**Task input**
━━━━━━━━━━

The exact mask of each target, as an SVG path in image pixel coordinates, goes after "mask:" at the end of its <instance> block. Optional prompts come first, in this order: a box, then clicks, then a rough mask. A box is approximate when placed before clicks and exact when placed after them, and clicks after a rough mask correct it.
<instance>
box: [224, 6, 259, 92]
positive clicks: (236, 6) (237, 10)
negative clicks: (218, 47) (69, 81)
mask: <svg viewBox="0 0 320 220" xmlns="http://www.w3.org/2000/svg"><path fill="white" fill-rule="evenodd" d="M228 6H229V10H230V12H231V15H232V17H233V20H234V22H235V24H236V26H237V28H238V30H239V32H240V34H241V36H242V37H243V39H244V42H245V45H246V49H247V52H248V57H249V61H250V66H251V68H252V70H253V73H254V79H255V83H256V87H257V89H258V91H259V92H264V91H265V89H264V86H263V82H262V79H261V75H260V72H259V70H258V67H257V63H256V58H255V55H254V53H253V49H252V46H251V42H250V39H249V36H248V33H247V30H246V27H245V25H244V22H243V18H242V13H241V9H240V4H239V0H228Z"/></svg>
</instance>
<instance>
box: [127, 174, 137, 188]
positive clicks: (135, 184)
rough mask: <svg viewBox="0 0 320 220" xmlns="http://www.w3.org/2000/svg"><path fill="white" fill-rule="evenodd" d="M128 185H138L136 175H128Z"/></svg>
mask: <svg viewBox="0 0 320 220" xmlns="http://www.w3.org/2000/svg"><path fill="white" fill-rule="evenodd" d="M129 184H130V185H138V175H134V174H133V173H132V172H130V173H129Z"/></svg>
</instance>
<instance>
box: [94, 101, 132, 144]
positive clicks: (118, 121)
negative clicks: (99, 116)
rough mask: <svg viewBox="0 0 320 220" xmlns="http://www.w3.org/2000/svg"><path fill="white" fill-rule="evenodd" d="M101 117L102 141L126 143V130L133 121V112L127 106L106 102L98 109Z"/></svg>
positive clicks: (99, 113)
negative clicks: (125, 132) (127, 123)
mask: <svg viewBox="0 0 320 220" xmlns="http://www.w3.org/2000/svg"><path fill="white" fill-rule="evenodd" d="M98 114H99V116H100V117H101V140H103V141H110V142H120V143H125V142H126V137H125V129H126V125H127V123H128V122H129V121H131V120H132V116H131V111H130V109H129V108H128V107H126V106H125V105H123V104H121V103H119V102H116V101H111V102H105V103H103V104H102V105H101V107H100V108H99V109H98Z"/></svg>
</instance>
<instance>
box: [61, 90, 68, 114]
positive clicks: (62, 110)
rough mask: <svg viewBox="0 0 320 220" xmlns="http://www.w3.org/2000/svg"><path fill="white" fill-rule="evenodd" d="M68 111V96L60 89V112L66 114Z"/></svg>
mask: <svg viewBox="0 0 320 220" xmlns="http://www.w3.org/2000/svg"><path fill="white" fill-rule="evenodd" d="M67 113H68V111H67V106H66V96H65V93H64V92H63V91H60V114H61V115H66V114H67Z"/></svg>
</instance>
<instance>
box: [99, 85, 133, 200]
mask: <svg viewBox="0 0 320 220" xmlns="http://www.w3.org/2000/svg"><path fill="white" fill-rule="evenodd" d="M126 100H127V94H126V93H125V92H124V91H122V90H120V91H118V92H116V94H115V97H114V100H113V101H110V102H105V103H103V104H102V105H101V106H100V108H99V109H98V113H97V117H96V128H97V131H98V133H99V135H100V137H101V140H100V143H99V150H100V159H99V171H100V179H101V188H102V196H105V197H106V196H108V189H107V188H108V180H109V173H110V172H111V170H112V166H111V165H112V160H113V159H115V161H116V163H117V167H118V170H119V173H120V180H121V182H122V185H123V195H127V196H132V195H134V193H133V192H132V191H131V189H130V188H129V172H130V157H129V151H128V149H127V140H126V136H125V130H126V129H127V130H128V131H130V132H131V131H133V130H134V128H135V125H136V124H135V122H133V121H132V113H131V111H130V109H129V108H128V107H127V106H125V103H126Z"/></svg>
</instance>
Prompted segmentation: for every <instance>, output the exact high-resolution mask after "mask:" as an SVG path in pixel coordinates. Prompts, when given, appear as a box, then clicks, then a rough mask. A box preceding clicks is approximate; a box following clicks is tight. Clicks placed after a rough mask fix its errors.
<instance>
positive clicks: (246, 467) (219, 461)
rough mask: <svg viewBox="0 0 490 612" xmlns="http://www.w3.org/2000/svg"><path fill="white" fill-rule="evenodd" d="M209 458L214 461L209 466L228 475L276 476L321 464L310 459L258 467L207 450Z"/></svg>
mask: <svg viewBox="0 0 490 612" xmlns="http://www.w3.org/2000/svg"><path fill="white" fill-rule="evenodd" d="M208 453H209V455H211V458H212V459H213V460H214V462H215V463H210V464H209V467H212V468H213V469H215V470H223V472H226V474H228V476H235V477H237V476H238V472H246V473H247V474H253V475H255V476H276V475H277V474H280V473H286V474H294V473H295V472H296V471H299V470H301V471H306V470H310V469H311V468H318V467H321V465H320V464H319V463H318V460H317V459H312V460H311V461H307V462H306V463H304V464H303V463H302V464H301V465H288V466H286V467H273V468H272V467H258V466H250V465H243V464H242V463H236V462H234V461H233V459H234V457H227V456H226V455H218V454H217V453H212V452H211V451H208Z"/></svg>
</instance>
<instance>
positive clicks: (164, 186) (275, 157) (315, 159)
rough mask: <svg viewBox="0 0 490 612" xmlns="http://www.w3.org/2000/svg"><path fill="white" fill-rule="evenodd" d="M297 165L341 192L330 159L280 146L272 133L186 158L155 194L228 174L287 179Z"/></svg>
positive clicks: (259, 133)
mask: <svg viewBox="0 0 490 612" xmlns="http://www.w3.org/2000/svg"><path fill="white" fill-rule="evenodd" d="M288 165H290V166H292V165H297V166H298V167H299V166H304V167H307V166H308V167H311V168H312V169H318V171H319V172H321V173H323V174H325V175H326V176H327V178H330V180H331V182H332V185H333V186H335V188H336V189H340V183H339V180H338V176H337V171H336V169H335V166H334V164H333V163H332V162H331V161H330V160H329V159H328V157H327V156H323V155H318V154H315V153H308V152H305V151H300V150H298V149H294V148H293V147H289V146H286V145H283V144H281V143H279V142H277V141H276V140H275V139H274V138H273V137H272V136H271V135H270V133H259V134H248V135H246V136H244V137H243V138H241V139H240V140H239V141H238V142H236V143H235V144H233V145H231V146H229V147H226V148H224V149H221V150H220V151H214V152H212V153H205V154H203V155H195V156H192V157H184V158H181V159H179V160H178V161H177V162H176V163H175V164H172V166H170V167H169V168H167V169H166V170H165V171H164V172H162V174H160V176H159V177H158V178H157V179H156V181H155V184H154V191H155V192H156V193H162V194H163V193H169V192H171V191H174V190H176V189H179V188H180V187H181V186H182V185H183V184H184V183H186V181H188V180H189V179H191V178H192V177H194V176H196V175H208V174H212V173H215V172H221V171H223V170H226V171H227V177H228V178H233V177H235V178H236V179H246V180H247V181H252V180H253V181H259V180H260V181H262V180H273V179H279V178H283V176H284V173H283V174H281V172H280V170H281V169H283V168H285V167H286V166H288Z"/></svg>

━━━━━━━━━━

**Exercise prompt**
Find every line in the rows above that contains the word "approximate", and copy each of those lines.

**Expected output**
The exact mask of each target, as an SVG path in image pixel coordinates, goes after "mask:" at the end of its <instance> block. Optional prompts come first, in this order: a box, then clicks, then a rough mask. A box is approximate when placed before clicks and exact when placed after them, and clicks after a rough mask correct it.
Prompted segmentation: for every <instance>, output the exact high-resolution mask after "mask:" as an SVG path in pixel coordinates. Prompts, when given, appear as a box, then clicks, then a rough mask. A box preceding clicks is approximate; a box following clicks is tight. Clicks placed after a rough mask fix its errors.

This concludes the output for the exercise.